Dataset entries

★ ★ ★ ★ ★

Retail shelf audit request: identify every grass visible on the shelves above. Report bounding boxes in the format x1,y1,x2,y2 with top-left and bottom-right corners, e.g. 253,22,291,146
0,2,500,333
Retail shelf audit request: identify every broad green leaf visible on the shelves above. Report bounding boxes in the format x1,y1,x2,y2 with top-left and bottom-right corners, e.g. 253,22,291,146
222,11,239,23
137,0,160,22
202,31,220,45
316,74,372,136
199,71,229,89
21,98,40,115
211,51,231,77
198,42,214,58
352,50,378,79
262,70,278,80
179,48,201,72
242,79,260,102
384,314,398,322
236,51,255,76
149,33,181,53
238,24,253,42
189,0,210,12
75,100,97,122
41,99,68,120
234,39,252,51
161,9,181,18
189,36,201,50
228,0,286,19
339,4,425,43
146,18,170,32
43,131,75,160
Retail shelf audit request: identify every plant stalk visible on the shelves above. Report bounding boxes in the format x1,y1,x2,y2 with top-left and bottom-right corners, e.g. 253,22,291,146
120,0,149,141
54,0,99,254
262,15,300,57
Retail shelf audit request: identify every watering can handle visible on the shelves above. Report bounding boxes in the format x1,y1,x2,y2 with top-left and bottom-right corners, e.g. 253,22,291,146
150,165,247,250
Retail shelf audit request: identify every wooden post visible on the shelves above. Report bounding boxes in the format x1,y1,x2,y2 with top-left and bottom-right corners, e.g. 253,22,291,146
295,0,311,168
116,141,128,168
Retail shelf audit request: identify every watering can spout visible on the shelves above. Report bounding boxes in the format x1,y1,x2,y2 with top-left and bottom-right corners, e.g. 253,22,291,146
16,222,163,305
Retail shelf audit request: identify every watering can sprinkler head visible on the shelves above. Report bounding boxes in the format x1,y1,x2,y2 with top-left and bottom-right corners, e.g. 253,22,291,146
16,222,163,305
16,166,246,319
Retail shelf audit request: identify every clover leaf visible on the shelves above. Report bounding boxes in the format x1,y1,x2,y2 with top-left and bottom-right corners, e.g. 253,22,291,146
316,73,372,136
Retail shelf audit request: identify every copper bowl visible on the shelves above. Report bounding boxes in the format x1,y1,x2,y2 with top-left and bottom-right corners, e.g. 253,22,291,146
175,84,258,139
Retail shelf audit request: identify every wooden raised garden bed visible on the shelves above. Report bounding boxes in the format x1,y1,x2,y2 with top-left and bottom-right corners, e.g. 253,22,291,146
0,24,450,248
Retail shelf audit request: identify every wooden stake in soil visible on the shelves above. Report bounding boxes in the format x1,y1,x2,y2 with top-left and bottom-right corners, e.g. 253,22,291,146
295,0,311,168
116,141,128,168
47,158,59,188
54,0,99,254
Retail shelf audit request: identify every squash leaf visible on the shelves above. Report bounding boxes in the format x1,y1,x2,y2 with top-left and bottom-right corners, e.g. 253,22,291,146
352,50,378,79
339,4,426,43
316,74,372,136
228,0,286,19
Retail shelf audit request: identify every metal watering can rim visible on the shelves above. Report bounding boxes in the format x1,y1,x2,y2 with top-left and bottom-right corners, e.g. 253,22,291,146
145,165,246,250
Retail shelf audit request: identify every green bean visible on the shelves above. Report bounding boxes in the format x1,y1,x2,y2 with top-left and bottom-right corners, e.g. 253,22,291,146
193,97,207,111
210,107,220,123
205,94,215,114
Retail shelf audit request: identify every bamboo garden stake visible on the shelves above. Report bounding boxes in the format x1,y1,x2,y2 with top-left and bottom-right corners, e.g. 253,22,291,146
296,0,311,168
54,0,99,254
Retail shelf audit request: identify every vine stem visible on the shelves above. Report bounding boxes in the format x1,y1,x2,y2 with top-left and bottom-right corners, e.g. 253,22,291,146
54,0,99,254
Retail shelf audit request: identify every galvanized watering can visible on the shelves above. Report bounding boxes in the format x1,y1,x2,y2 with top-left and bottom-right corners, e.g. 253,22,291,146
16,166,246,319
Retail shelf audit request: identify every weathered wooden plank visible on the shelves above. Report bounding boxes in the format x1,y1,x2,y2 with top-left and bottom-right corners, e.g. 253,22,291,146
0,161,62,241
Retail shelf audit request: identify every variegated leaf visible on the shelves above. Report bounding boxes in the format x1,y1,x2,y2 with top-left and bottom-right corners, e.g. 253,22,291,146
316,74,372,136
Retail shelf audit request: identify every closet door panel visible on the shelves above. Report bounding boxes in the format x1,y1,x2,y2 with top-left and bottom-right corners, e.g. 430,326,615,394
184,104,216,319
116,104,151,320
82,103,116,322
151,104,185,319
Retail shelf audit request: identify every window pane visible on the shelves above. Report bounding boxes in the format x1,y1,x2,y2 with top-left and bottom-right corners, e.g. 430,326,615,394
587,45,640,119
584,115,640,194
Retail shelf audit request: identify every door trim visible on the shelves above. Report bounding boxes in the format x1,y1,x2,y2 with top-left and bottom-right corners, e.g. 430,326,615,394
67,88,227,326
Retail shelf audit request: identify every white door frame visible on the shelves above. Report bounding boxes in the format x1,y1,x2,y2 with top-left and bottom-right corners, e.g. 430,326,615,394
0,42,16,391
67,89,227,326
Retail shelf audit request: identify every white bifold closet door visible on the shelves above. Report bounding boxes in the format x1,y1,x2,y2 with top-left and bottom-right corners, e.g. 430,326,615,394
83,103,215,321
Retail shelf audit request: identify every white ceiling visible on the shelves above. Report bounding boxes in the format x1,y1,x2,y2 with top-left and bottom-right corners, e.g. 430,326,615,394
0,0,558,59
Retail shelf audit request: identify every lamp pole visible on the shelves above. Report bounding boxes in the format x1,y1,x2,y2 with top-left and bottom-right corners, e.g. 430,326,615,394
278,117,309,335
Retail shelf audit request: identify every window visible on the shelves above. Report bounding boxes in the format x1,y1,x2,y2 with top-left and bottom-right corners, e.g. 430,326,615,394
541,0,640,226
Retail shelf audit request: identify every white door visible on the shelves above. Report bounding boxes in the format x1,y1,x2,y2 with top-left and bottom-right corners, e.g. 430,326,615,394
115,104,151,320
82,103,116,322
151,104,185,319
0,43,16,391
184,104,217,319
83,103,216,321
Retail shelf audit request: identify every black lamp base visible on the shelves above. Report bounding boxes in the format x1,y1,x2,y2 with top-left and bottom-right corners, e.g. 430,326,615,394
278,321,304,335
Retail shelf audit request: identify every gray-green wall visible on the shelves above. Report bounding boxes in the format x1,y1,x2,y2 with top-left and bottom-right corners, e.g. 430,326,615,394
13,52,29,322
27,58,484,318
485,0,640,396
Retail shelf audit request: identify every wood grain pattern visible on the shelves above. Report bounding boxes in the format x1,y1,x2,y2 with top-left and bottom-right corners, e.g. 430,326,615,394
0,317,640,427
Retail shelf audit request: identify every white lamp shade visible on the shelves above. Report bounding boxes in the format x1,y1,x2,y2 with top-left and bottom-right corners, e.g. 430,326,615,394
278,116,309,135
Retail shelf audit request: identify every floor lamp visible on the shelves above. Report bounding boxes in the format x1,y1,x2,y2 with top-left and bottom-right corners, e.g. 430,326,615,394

★ ★ ★ ★ ★

EXERCISE INSTRUCTIONS
Rewrite all of the items above as a numbered list, dropping any blank lines.

SOLUTION TO THIS PROBLEM
1. Retail shelf audit request: identify every grass visible on the shelves above. Report bounding boxes in the format x1,y1,x2,y2 with top-left and bottom-right corners, e.g. 253,22,291,146
2. 0,2,500,333
3. Retail shelf audit request: identify every broad green leaf visible on the shelves above. Report bounding boxes in the format x1,y1,x2,y2 with top-left and bottom-right corners, e.g. 253,22,291,146
4. 222,11,239,23
5. 137,0,160,22
6. 202,31,220,45
7. 316,74,372,136
8. 199,71,229,89
9. 21,98,40,115
10. 211,51,231,77
11. 198,42,214,58
12. 352,50,378,79
13. 262,70,278,80
14. 179,48,201,72
15. 242,79,260,102
16. 384,314,398,322
17. 236,51,255,76
18. 149,33,181,53
19. 238,24,253,42
20. 189,0,210,12
21. 75,100,97,122
22. 41,99,68,120
23. 234,39,252,51
24. 161,9,181,18
25. 189,36,201,50
26. 228,0,286,19
27. 339,4,425,43
28. 146,18,170,32
29. 43,131,75,160
30. Retail shelf audit request: identify every plant stalk visible on the shelves above. Report bounding boxes in the format x1,y1,x2,y2 with top-left and bottom-right corners, e.g. 253,22,291,146
31. 120,0,149,141
32. 54,0,99,254
33. 262,15,300,57
34. Retail shelf audit request: identify every watering can handle visible on the shelves above. Report bounding boxes in the format x1,y1,x2,y2 with top-left and bottom-right corners, e.g. 253,22,291,146
35. 150,165,247,250
36. Retail shelf audit request: identify every wooden post visible on the shelves above. Report bounding boxes in the format x1,y1,x2,y2 with top-left and bottom-right corners, e.g. 253,22,291,146
37. 295,0,311,168
38. 116,141,128,168
39. Retail shelf audit request: identify every watering can spout visible on the shelves above. Report bounding boxes in the format x1,y1,x2,y2 with top-left and bottom-right corners, e.g. 253,22,291,146
40. 16,222,163,305
41. Retail shelf audit request: identify every watering can sprinkler head visible on the shelves above. Report bounding boxes in the format x1,y1,x2,y2 with top-left and bottom-right corners, e.g. 253,22,291,146
42. 16,222,163,305
43. 16,166,246,319
44. Retail shelf audit request: identify every clover leaf visible on the shelves above. Report bounding boxes in the format x1,y1,x2,y2 with top-left and bottom-right corners, e.g. 253,22,291,146
45. 316,73,372,136
46. Retail shelf audit request: identify every copper bowl visible on the shelves above. Report bounding boxes in the format x1,y1,x2,y2 with top-left and bottom-right corners, e.g. 253,22,291,146
47. 175,84,258,139
48. Retail shelf audit request: identify every wooden raised garden bed visible on the shelves above. Report bounding boxes in the format x1,y1,x2,y2 with top-left and bottom-right corners, e.g. 253,22,291,146
49. 0,24,450,248
50. Retail shelf audit request: identify every wooden stake in soil visible on the shelves above. Report bounding boxes in the format x1,y1,x2,y2 with top-left and bottom-right corners, e.g. 253,22,291,146
51. 295,0,311,168
52. 116,141,128,168
53. 47,158,59,188
54. 54,0,99,254
55. Retail shelf audit request: identify every squash leaf visible on the shelves above. Report bounding boxes in the format x1,y1,x2,y2 with top-left and bottom-right corners, e.g. 253,22,291,146
56. 352,50,378,79
57. 339,4,426,43
58. 316,74,372,136
59. 228,0,286,19
60. Retail shelf audit request: identify every metal watering can rim visible on the shelves above. Report bounding boxes in the format x1,y1,x2,y2 with top-left and bottom-right corners, e.g. 253,22,291,146
61. 145,165,246,250
62. Retail shelf audit request: identify every green bean visible on the shelves above. Report bounding boxes in the format x1,y1,x2,y2 with top-left and bottom-right corners, e.g. 253,22,291,146
63. 193,97,207,111
64. 210,107,220,123
65. 205,94,215,114
66. Retail shelf audit request: identify every bamboo garden stake visible on the shelves above. Report bounding boxes in the format x1,y1,x2,y2 with top-left and bottom-right corners, e.g. 253,22,291,146
67. 296,0,311,168
68. 54,0,99,254
69. Retail shelf audit request: identify every vine stem visible on the shelves above. Report bounding boxes in the format x1,y1,x2,y2 with top-left and bottom-right corners, e.g. 253,22,291,146
70. 54,0,99,254
71. Retail shelf audit request: identify every galvanized watering can visible on the shelves above. Report bounding boxes in the format x1,y1,x2,y2 with top-left and bottom-right corners, e.g. 253,22,291,146
72. 16,166,246,319
73. Retail shelf audit request: identify every weathered wooden plank visible on the shelves above. Report bounding boxes in the format x1,y1,x2,y2 with top-left and bottom-right corners, e.g. 253,22,291,146
74. 0,161,62,241
75. Retail shelf audit request: identify every variegated leaf visible on the shelves above. Report bounding boxes in the format x1,y1,x2,y2 with top-left and bottom-right corners, e.g. 253,22,291,146
76. 316,74,372,136
77. Retail shelf audit request: identify every closet door panel visible on the shelves above. Report bounding boxes in the format x1,y1,x2,y2 with top-left and bottom-right corners, e.g. 430,326,615,394
78. 184,104,216,319
79. 116,104,151,320
80. 82,103,116,322
81. 151,104,185,319
82. Retail shelf audit request: identify every window pane visible on the shelves above. Report bounding boxes in the format x1,y1,x2,y2 with top-left and bottom-right corners, e.g. 430,326,615,394
83. 587,45,640,119
84. 584,115,640,194
85. Retail shelf audit request: identify every door trim visible on the shelves above. Report bounding boxes in the format x1,y1,x2,y2 with top-left and bottom-right corners, e.g. 430,326,615,394
86. 67,88,227,326
87. Retail shelf audit request: identify every white door frame visible on the shelves above. Report bounding boxes in the format x1,y1,x2,y2 with top-left and bottom-right corners, e.g. 430,326,615,394
88. 0,42,16,391
89. 67,89,227,326
90. Retail shelf audit request: identify every white bifold closet door visible on the shelves above. Report bounding boxes in the format x1,y1,x2,y2 with top-left and bottom-right corners, e.g. 430,326,615,394
91. 83,103,215,321
92. Retail shelf audit request: identify every white ceiling visible on the shelves above. Report bounding boxes in the format x1,y1,x2,y2 with top-left and bottom-right corners, e.g. 430,326,615,394
93. 0,0,558,59
94. Retail shelf audit request: identify every lamp pole visible on the shelves above. Report bounding boxes in the format x1,y1,x2,y2 with top-left and bottom-right corners, e.g. 430,326,615,394
95. 278,117,309,335
96. Retail shelf audit request: identify every window visible on the shelves above. Report bounding boxes in the format x1,y1,x2,y2 with top-left and bottom-right corners, e.g. 430,326,615,394
97. 541,0,640,226
98. Retail shelf audit request: identify every white door visible on the shelves above. Report bounding boxes in the format x1,y1,x2,y2 with top-left and bottom-right corners, e.g. 430,326,615,394
99. 115,104,151,320
100. 82,103,116,322
101. 151,104,185,319
102. 0,43,16,391
103. 184,104,217,319
104. 83,103,216,321
105. Retail shelf audit request: identify every black lamp base visible on the shelves above. Report bounding boxes in the format x1,y1,x2,y2 with top-left and bottom-right corners, e.g. 430,326,615,394
106. 278,321,304,335
107. Retail shelf audit request: identify every gray-green wall visible on the shelves above. Report bounding boxes in the format x1,y1,x2,y2 with top-left and bottom-right corners, e.g. 430,326,615,394
108. 13,52,29,322
109. 27,58,484,318
110. 485,0,640,396
111. Retail shelf audit request: identify every wood grain pattern visible on the shelves above. Report bounding boxes in the format x1,y1,x2,y2 with top-left and bottom-right corners, e.g. 430,326,615,394
112. 0,317,640,427
113. Retail shelf audit request: identify every white lamp shade visible on the shelves above. Report bounding boxes in the format x1,y1,x2,y2 with top-left and bottom-right corners, e.g. 430,326,615,394
114. 278,116,309,135
115. Retail shelf audit request: identify every floor lamp visible on the shelves above. Report bounding boxes in the format x1,y1,x2,y2 with top-left and bottom-right corners, e.g. 430,326,615,394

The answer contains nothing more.